▶ EXERCISE GOAL
The output should consist solely of the line containing "marking the sea" and the lines that follow it through the end of the data below.

▶ DATA FOR THIS EXERCISE
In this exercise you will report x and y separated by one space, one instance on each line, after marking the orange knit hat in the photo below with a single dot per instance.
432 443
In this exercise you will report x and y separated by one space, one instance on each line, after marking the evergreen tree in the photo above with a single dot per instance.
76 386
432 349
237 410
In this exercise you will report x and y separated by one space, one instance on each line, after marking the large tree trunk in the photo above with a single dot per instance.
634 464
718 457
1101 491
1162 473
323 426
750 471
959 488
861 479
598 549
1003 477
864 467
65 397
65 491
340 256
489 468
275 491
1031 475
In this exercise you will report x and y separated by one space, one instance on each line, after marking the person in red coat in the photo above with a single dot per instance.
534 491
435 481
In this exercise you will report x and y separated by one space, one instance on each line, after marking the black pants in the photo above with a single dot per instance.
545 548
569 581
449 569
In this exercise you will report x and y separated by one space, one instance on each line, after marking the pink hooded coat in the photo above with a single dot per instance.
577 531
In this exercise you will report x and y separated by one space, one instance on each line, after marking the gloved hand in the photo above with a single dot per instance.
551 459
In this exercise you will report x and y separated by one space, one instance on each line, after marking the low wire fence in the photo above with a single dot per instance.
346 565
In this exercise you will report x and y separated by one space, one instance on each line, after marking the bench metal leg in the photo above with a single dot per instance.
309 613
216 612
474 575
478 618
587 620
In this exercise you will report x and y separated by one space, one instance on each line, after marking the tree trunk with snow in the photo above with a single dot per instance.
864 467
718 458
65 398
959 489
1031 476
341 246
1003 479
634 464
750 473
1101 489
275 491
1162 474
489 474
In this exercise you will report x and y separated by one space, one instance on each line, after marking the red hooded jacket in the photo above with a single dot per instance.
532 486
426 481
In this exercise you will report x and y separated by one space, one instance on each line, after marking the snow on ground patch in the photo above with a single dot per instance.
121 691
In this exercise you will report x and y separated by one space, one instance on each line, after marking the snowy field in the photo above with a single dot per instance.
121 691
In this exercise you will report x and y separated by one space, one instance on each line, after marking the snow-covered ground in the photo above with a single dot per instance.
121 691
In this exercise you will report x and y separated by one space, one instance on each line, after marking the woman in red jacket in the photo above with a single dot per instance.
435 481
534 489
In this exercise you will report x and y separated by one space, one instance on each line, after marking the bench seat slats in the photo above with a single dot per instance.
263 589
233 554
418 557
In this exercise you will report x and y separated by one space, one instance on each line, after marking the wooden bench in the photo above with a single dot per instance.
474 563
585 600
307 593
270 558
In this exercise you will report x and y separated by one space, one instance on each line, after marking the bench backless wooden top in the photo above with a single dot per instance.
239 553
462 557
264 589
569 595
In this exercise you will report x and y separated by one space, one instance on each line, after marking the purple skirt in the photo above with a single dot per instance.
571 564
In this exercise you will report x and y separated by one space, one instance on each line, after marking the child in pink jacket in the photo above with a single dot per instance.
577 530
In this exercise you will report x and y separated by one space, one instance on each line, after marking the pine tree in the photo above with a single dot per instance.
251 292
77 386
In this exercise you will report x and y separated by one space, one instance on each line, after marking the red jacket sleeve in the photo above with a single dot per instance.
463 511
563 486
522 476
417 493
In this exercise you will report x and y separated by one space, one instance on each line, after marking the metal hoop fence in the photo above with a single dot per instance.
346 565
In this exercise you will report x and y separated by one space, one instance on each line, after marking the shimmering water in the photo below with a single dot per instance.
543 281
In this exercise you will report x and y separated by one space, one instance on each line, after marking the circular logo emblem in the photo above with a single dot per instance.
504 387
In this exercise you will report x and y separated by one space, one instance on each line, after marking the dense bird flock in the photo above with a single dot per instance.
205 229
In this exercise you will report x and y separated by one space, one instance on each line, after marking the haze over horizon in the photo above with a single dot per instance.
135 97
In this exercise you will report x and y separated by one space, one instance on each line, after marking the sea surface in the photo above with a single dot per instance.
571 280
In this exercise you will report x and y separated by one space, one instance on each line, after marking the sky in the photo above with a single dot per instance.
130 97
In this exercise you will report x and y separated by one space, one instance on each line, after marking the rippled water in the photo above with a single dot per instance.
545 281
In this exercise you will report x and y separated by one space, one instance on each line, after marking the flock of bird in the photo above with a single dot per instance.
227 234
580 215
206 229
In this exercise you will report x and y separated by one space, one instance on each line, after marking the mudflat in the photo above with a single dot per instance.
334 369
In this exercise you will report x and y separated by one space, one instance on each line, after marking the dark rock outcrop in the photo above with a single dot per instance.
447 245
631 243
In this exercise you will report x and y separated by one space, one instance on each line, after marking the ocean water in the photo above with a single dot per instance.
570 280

▶ EXERCISE OUTPUT
In this exercise you will report x and y separated by one space, one instance on each line, after marking the sea surface in the photo above with a single dot per instance.
571 280
In this exercise you will report x and y separated by one space, one instance on each line, after marking the sky in the photo above with a single dot per instance.
130 97
In this exercise you will report x and y separated by one space, one instance on each line, after marking the rippled water in the photo above with a single dot per instance.
545 281
In this exercise you will report x and y separated by one space, one instance on each line, after marking the flock of bird in the photo above with a single dot per instance.
227 234
580 215
206 229
In this exercise you will report x and y separated by one space, one instance on each line, after marking the mudflat in the photo above with a single dot per instance.
334 369
In this exercise you will report x and y separated by one space, one instance on each line, after marking the dark rock outcrop in the photo above with a single dot per instance.
447 245
631 243
In this exercise you will report x and y separated by one space, one instance on each line, after marking the ocean water in the photo above with a single dot per instance.
570 280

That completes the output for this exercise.